Work required
Copy everything from the line containing "the red buoy" down to the end of the records, swapping "sea water" for "ocean water" and leaving all else unchanged.
** START OF Recorded information **
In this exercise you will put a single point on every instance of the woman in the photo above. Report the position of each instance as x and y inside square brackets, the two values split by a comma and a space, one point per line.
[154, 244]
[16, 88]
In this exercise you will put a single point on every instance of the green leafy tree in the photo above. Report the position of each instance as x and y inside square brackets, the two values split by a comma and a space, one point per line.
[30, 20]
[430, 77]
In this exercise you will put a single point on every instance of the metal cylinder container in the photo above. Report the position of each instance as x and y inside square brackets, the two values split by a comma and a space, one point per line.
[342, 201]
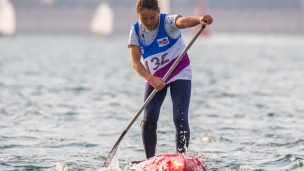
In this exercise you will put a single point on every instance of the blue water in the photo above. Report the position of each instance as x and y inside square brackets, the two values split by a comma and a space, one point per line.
[65, 100]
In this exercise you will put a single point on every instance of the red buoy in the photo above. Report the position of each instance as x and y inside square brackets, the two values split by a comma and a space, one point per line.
[174, 162]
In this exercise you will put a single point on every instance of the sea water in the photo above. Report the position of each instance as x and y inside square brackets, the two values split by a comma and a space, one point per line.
** END OF Recorded information **
Output for this task
In this exercise you will put a single point on every instance of the red buoy in the photo above. Report the position of each instance as x and y inside square brackets, the two values split by a comma and a space, one point per line.
[174, 162]
In this exercise you will put a single point on every instance of the ocean water in the photo above. Report the position of each instance as x and y inside square brackets, the two values split by a comma and a space, one point per line.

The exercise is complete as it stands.